# Exercise set:
A. Name every point in the complex plane that the passage on fractal patterns and the dragon gives as the center or location of a region it describes.
B. Carry on the passage on fractal patterns and the dragon from its final sentence.

# Extract provided:
## BEGIN

But the feathery structures as we move inside the unit circle are even more beautiful! Here is what they look near the real axis — this plot is centered at the point $\frac{4}{5}$:

They have a very different character near the point $\frac{4}{5}i$:

But I think my favorite is the region near the point $\frac{1}{2}e^{i/5}.$ This image is almost a metaphor of how mathematical patterns emerge from confusion… like sharply defined figures looming from the mist as you drive by with your headlights on at night:

Now, you may remember that I said all this already in “week285″ of This Week’s Finds. So why am I talking about it again?

Well, the patterns I’ve just showed you are tantalizing, and at first quite mysterious… but ‘some guy on the street’ and Greg Egan figured out how to understand some of them during the discussion of “week285″. The resulting story is quite beautiful! But this discussion was a bit hard to follow, since it involved smart people figuring out things as they went along. So, I doubt many people understood it—at least compared to the number of people who could understand it.

Let me just explain one pattern here. Why does this region near $\frac{1}{2}e^{i/5}$:

look so much like the fractal called a dragon?

You can create a dragon in various ways. In the animated image above, we’re starting with a single horizontal straight line segment (which is not shown for some idiotic reason) and repeatedly doing the same thing. Namely, at each step we’re replacing every segment by two shorter segments at right angles to each other:

At each step, we have a continuous curve. The dragon that appears in the limit of infinitely many steps is also a continuous curve. But it’s a space-filling curve: it has nonzero area!

Here’s another, more relevant way to create a dragon. Take these two functions from the complex plane to itself:

$\displaystyle{ f_+ (x) = \frac{1+i}{2} x }$

$\displaystyle{ f_- (x) = 1- \frac{1-i}{2} x }$

Pick a point in the plane and keep hitting it with either of these functions: you can randomly make up your mind which to use each time. No matter what choices you make, you’ll get a sequence of points that converges… and it converges to a point in the dragon! We can get all points in the dragon this way.

But where did these two functions come from? What’s so special about them?

## END

# Provided data:
## BEGIN

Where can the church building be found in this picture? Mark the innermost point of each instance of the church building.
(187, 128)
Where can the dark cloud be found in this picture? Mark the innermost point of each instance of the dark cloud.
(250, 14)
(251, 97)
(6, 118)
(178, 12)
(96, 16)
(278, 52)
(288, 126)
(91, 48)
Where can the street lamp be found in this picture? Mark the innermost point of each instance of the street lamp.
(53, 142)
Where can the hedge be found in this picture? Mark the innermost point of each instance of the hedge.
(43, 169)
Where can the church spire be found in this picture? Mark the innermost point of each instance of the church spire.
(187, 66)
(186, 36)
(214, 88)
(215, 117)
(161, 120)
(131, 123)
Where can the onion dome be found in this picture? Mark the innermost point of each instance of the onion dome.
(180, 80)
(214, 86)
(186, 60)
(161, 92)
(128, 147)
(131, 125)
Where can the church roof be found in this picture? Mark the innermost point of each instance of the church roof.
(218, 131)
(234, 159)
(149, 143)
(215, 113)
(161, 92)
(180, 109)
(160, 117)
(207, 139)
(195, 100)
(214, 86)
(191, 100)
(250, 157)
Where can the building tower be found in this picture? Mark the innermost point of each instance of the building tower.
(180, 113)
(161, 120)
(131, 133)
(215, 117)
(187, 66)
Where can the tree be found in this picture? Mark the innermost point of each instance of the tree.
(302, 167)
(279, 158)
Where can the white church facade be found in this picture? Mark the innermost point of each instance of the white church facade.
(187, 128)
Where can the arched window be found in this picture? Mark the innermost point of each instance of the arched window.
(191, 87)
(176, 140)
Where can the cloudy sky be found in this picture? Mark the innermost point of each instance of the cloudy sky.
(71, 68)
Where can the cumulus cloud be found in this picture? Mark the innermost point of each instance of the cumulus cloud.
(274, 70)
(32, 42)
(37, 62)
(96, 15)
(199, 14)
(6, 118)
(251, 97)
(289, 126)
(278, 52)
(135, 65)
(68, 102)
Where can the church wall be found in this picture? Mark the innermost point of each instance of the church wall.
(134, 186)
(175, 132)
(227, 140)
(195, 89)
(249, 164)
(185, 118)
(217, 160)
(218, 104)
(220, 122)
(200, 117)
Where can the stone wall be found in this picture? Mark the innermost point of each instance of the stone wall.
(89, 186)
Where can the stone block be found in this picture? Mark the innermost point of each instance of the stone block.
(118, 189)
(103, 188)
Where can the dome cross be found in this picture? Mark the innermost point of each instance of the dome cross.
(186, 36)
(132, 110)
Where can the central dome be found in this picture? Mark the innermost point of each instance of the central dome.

## END

# Per-task answers:
A.
- 4/5, on the real axis
- (4/5)i
- (1/2)e^(i/5)

B.
To get the specific dragon I just showed you, we need these specific functions. They have the effect of taking the horizontal line segment from the point 0 to the point 1, and mapping it to the two segments that form the simple picture shown at the far left here:

As we repeatedly apply them, we get more and more segments, which form the ever more fancy curves in this sequence.

But if all we want is some sort of interesting set of points in the plane, we don’t need to use these specific functions. The most important thing is that our functions be contractions, meaning they reduce distances between points. Suppose we have two contractions $f_+$ and $f_-$ from the plane to itself. Then there is a unique closed and bounded set $S$ in the plane with

$S = f_+(S) \cup f_-(S)$

Moreover, suppose we start with some point $x$ in the plane and keep hitting it with $f_+$ and/or $f_-,$ in any way we like. Then we’ll get a sequence that converges to a point in $S.$ And even better, every point in $S$ show up as a limit of a sequence like this. We can even get them all starting from the same $x.$

All this follows from a famous theorem due to John Hutchinson.

“Cute,” you’re thinking. “But what does this have to do with roots of polynomials whose coefficients are all 1 or -1?”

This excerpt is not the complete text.